WHAT IS REQUIRED: Turn every line of the entries below into a JSON list of strings, with one string per line and blank lines skipped. Leave the images out of your answer.

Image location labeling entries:
[start]

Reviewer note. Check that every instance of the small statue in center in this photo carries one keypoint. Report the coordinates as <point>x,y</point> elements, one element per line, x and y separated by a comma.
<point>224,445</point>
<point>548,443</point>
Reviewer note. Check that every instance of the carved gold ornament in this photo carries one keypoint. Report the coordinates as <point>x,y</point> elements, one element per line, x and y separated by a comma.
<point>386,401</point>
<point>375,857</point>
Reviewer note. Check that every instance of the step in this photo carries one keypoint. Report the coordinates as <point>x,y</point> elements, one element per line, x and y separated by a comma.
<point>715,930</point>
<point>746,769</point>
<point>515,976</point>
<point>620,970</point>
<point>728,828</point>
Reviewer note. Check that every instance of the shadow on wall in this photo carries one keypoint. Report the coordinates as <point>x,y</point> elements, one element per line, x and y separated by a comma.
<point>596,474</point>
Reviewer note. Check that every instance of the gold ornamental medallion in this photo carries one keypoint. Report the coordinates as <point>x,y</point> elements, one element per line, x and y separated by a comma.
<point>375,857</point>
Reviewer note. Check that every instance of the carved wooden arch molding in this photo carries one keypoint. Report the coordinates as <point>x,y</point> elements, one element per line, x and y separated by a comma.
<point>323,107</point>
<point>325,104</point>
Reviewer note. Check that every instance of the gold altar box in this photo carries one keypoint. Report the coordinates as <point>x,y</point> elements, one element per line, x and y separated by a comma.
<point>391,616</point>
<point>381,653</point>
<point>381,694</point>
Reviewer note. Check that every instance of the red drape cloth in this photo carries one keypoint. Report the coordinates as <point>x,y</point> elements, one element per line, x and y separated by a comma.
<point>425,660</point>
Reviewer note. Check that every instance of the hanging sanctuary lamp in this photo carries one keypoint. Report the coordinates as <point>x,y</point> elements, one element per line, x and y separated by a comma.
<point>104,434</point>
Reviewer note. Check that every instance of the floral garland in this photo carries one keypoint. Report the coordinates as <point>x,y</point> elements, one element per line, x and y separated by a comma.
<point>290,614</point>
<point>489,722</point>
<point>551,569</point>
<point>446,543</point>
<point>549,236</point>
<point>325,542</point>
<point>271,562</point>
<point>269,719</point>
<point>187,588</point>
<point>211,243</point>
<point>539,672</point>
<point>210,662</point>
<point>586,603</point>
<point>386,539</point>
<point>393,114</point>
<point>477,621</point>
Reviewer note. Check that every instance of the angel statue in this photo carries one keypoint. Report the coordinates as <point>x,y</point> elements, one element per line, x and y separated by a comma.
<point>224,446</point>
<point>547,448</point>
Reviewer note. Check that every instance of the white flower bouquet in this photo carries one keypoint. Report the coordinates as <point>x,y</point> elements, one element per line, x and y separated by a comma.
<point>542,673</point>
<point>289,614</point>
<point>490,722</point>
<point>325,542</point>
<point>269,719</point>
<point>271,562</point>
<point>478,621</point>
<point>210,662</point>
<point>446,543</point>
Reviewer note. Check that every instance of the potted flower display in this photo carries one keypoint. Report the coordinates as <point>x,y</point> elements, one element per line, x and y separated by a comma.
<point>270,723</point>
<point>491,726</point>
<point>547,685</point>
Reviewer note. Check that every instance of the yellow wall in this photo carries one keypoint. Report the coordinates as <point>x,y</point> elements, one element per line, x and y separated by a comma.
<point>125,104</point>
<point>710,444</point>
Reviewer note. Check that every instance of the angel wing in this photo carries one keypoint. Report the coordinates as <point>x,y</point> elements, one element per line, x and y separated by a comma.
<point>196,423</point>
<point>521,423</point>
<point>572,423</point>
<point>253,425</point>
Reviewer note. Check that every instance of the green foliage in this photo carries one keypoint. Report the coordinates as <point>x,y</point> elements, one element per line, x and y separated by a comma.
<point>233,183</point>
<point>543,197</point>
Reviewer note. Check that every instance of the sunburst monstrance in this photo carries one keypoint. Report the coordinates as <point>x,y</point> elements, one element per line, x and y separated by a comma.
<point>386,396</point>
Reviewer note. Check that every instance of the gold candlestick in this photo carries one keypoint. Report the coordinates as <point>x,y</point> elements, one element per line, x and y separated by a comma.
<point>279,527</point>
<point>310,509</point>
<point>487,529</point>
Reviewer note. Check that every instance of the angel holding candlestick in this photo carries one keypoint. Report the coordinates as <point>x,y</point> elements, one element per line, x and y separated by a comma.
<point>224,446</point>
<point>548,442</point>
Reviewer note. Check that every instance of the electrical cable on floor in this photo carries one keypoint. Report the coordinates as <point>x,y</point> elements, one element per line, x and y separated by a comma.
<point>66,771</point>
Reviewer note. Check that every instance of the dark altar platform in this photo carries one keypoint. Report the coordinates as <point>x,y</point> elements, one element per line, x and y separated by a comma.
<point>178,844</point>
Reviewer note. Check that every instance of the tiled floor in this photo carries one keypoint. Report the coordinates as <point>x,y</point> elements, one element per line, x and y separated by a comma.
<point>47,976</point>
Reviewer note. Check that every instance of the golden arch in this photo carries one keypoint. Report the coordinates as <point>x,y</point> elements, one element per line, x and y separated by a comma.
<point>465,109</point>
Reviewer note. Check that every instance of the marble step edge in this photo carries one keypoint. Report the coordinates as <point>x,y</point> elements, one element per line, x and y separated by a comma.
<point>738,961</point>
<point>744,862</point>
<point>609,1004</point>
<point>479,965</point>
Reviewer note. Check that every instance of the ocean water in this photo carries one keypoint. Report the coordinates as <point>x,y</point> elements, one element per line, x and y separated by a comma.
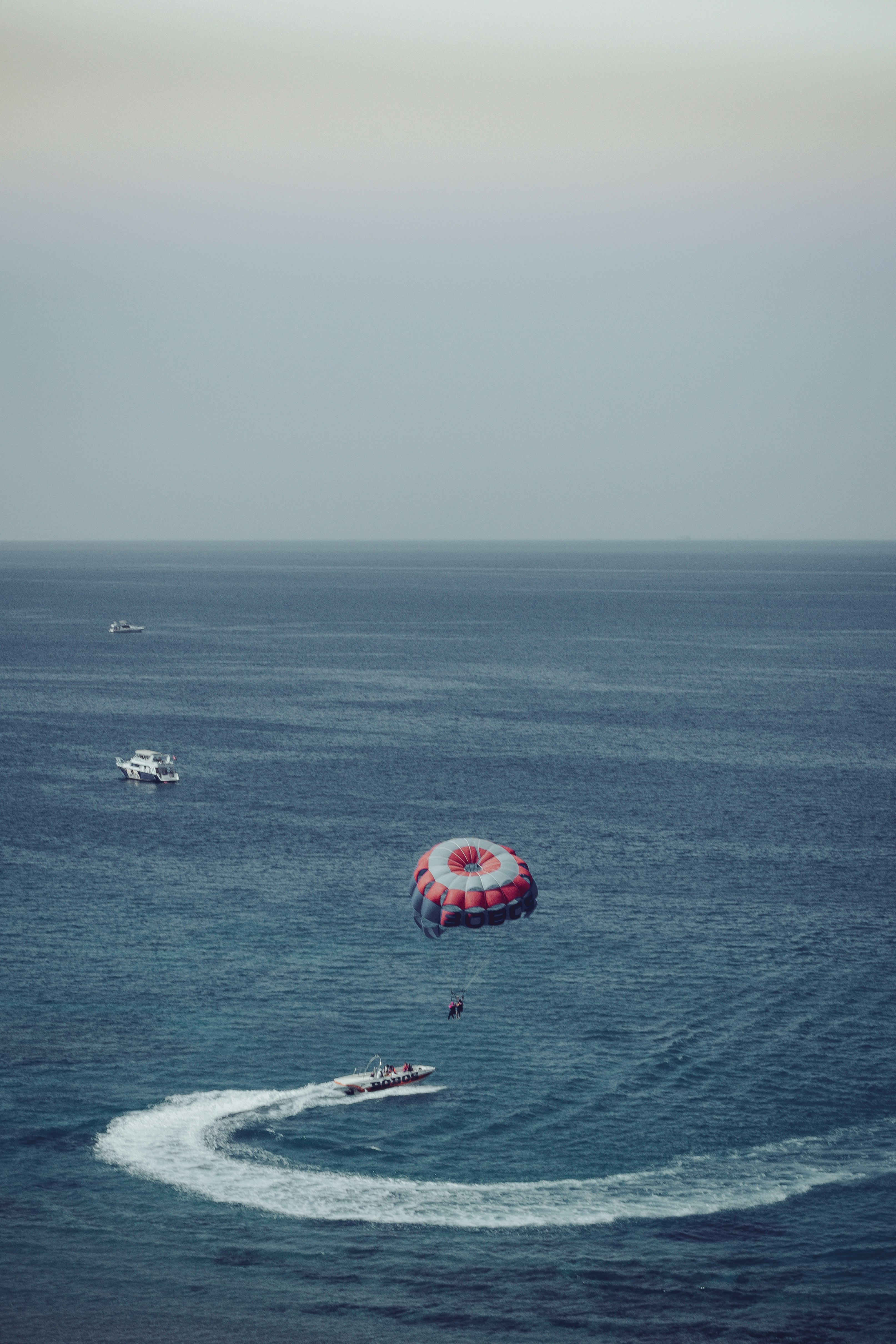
<point>669,1109</point>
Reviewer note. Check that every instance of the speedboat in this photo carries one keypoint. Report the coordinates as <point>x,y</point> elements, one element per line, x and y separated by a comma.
<point>150,767</point>
<point>378,1077</point>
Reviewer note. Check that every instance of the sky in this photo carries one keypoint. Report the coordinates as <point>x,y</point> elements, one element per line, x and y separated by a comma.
<point>409,271</point>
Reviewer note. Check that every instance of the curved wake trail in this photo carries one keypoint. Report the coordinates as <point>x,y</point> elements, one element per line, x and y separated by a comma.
<point>186,1142</point>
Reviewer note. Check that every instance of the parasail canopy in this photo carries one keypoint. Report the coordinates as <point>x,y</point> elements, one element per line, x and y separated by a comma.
<point>471,884</point>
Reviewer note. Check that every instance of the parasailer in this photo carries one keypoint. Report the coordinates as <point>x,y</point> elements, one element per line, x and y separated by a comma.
<point>469,885</point>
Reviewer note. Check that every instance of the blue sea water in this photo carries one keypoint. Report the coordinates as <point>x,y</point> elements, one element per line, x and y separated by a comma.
<point>669,1111</point>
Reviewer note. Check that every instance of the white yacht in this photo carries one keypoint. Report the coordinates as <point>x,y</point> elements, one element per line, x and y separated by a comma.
<point>150,767</point>
<point>379,1076</point>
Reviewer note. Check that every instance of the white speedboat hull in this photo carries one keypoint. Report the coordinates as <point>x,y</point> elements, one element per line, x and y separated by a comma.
<point>150,768</point>
<point>379,1081</point>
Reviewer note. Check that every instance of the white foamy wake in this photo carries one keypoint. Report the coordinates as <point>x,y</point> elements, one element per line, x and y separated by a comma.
<point>186,1142</point>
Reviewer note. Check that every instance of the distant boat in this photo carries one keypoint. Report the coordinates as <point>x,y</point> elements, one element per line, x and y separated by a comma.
<point>378,1076</point>
<point>150,767</point>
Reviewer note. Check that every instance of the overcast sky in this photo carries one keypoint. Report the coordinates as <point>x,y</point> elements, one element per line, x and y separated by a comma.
<point>452,271</point>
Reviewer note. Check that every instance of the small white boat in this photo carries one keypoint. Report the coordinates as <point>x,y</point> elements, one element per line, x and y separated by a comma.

[end]

FINAL ANSWER:
[
  "Reviewer note. Check that every instance of the small statue in center in this photo carries one keypoint. Report the coordinates as <point>x,y</point> elements, one element per line, x and y separated by a comma.",
  "<point>224,445</point>",
  "<point>548,443</point>",
  "Reviewer note. Check that every instance of the carved gold ornament in this photo carries one keypoint. Report the coordinates as <point>x,y</point> elements, one element per line, x and y separated by a comma.",
  "<point>386,401</point>",
  "<point>375,857</point>",
  "Reviewer note. Check that every instance of the step in this photo carries one keypoint. Report the coordinates as <point>x,y</point> elements, one element per line, x and y separated by a comma.",
  "<point>715,930</point>",
  "<point>746,769</point>",
  "<point>515,976</point>",
  "<point>620,970</point>",
  "<point>728,828</point>",
  "Reviewer note. Check that every instance of the shadow on wall in this photo carries one keypoint. Report the coordinates as <point>x,y</point> elements, one element per line, x and y separated by a comma.",
  "<point>596,474</point>",
  "Reviewer note. Check that every instance of the gold ornamental medallion in this photo carries one keypoint. Report the coordinates as <point>x,y</point> elements, one element per line, x and y separated by a comma.",
  "<point>375,857</point>",
  "Reviewer note. Check that every instance of the carved wooden arch molding in this photo carries one keypoint. Report the coordinates as <point>x,y</point> elements, one element per line, x and y separated by a comma.",
  "<point>323,107</point>",
  "<point>325,104</point>",
  "Reviewer note. Check that every instance of the gold altar box in this photo carries one keypoint. Report the coordinates as <point>x,y</point> elements, one element per line, x and y separated by a comma.",
  "<point>391,616</point>",
  "<point>381,653</point>",
  "<point>381,694</point>",
  "Reviewer note. Check that every instance of the red drape cloth in this photo carries one keypoint. Report the coordinates as <point>x,y</point> elements, one element per line, x and y separated by a comma.",
  "<point>425,660</point>",
  "Reviewer note. Check that every instance of the hanging sanctuary lamp in this photo carries one keypoint. Report the coordinates as <point>x,y</point> elements, one element per line, x and y separated by a comma.",
  "<point>104,434</point>",
  "Reviewer note. Check that every instance of the floral garland in this photo carries one keypoint. Report the coordinates as <point>x,y</point> elements, one element per line, x and y separated by a comma.",
  "<point>290,614</point>",
  "<point>489,722</point>",
  "<point>551,569</point>",
  "<point>446,543</point>",
  "<point>549,236</point>",
  "<point>325,542</point>",
  "<point>271,562</point>",
  "<point>269,719</point>",
  "<point>187,588</point>",
  "<point>211,243</point>",
  "<point>539,672</point>",
  "<point>210,662</point>",
  "<point>586,603</point>",
  "<point>386,539</point>",
  "<point>393,114</point>",
  "<point>477,621</point>",
  "Reviewer note. Check that every instance of the angel statue in this photo carries one keypoint. Report the coordinates as <point>x,y</point> elements, one element per line, x and y separated by a comma.",
  "<point>224,446</point>",
  "<point>547,448</point>",
  "Reviewer note. Check that every instance of the white flower bouquet in this photo carries one keypoint. Report the coordinates as <point>x,y</point> elements, one element per line, x and y separated by a comma.",
  "<point>542,673</point>",
  "<point>289,614</point>",
  "<point>490,722</point>",
  "<point>325,542</point>",
  "<point>269,719</point>",
  "<point>271,562</point>",
  "<point>478,621</point>",
  "<point>210,662</point>",
  "<point>446,543</point>",
  "Reviewer note. Check that every instance of the potted flower display in this photo carries one keypoint. Report the coordinates as <point>x,y</point> elements, one element per line, x and y separated by a comma.",
  "<point>270,723</point>",
  "<point>491,726</point>",
  "<point>547,685</point>",
  "Reviewer note. Check that every instance of the yellow wall in this photo carries one keypoint. Report the coordinates as <point>x,y</point> elements, one element per line, x and y separated by a comma.",
  "<point>125,104</point>",
  "<point>710,444</point>",
  "Reviewer note. Check that every instance of the angel wing in this photo carries one keypoint. Report the coordinates as <point>x,y</point> elements, one element per line, x and y separated by a comma.",
  "<point>196,423</point>",
  "<point>521,423</point>",
  "<point>572,423</point>",
  "<point>253,425</point>",
  "Reviewer note. Check that every instance of the green foliage in this photo carries one keypoint. Report the coordinates as <point>x,y</point> elements, one element per line, x and y separated by a comma.",
  "<point>233,183</point>",
  "<point>543,197</point>",
  "Reviewer note. Check that every instance of the sunburst monstrance in this photo carries one keypoint. Report the coordinates as <point>x,y</point> elements, one element per line, x and y separated by a comma.",
  "<point>386,396</point>",
  "Reviewer note. Check that every instance of the gold candlestick in this photo carries one keypoint. Report the coordinates as <point>x,y</point> elements, one element per line, x and y separated by a comma.",
  "<point>279,527</point>",
  "<point>310,509</point>",
  "<point>487,529</point>",
  "Reviewer note. Check that every instance of the angel holding candlestick in this photo carries one keypoint. Report the coordinates as <point>x,y</point> elements, one element per line, x and y separated by a comma.",
  "<point>224,446</point>",
  "<point>548,442</point>",
  "Reviewer note. Check that every instance of the electrical cable on floor in this photo carries one keypoint. Report the coordinates as <point>x,y</point> elements, one element per line, x and y separated by a comma.",
  "<point>66,771</point>",
  "Reviewer note. Check that every instance of the dark altar platform in this photo carries one keypoint. Report the coordinates as <point>x,y</point> elements, one element per line, x and y separated by a comma.",
  "<point>178,844</point>",
  "Reviewer note. Check that every instance of the tiled floor in this photo carries one keypoint. Report the coordinates as <point>x,y</point> elements, one element per line, x and y separated by a comma.",
  "<point>47,976</point>",
  "Reviewer note. Check that every instance of the golden arch in this photo carries one keypoint. Report the coordinates as <point>x,y</point> elements, one element per line, x and y separated by a comma.",
  "<point>465,109</point>",
  "Reviewer note. Check that every instance of the marble step edge in this photo carries one keypoint. Report the coordinates as <point>x,y</point> elements, one element per line, x and y separated by a comma.",
  "<point>738,961</point>",
  "<point>744,862</point>",
  "<point>609,1004</point>",
  "<point>479,965</point>",
  "Reviewer note. Check that every instance of the ocean water in this photo carries one keypoint. Report the coordinates as <point>x,y</point> elements, one element per line, x and y separated by a comma.",
  "<point>669,1109</point>",
  "Reviewer note. Check that every instance of the speedboat in this photo carries one keypoint. Report the coordinates as <point>x,y</point> elements, one element per line, x and y separated by a comma.",
  "<point>150,767</point>",
  "<point>378,1077</point>",
  "Reviewer note. Check that every instance of the sky in this photo carries one keypoint. Report the coordinates as <point>x,y</point> elements, one element per line, x and y separated by a comma.",
  "<point>409,271</point>",
  "Reviewer note. Check that every instance of the curved wake trail in this photo carries one keypoint. Report the coordinates as <point>x,y</point> elements, one element per line, x and y separated by a comma.",
  "<point>186,1142</point>",
  "Reviewer note. Check that every instance of the parasail canopy in this photo carries one keypoint. Report the coordinates as <point>x,y</point> elements, one element per line, x and y separated by a comma.",
  "<point>471,884</point>",
  "Reviewer note. Check that every instance of the parasailer in this photo carries one keypoint. Report the coordinates as <point>x,y</point> elements, one element per line, x and y separated by a comma.",
  "<point>469,885</point>",
  "Reviewer note. Check that every instance of the blue sea water in this photo carries one keypoint. Report the coordinates as <point>x,y</point> elements, one element per line, x and y separated by a comma.",
  "<point>669,1111</point>",
  "Reviewer note. Check that every instance of the white yacht in this photo carries one keypoint. Report the coordinates as <point>x,y</point> elements, one element per line, x and y separated by a comma.",
  "<point>150,767</point>",
  "<point>379,1076</point>",
  "Reviewer note. Check that every instance of the white speedboat hull in this photo carries one keypoint. Report the coordinates as <point>x,y</point> elements, one element per line, x and y separated by a comma.",
  "<point>150,768</point>",
  "<point>379,1081</point>",
  "Reviewer note. Check that every instance of the white foamy wake in this photo carries one keypoint. Report the coordinates as <point>x,y</point> elements, one element per line, x and y separated by a comma.",
  "<point>186,1142</point>",
  "Reviewer note. Check that every instance of the distant boat in this photo carries one keypoint. Report the coordinates as <point>x,y</point> elements, one element per line, x and y separated by a comma.",
  "<point>378,1076</point>",
  "<point>150,767</point>",
  "Reviewer note. Check that every instance of the overcast sky in this photo carries one keypoint. Report the coordinates as <point>x,y</point> elements, one element per line, x and y separated by a comma.",
  "<point>452,271</point>",
  "Reviewer note. Check that every instance of the small white boat in this photo carries one keypoint. Report the coordinates as <point>x,y</point> elements, one element per line, x and y separated by a comma."
]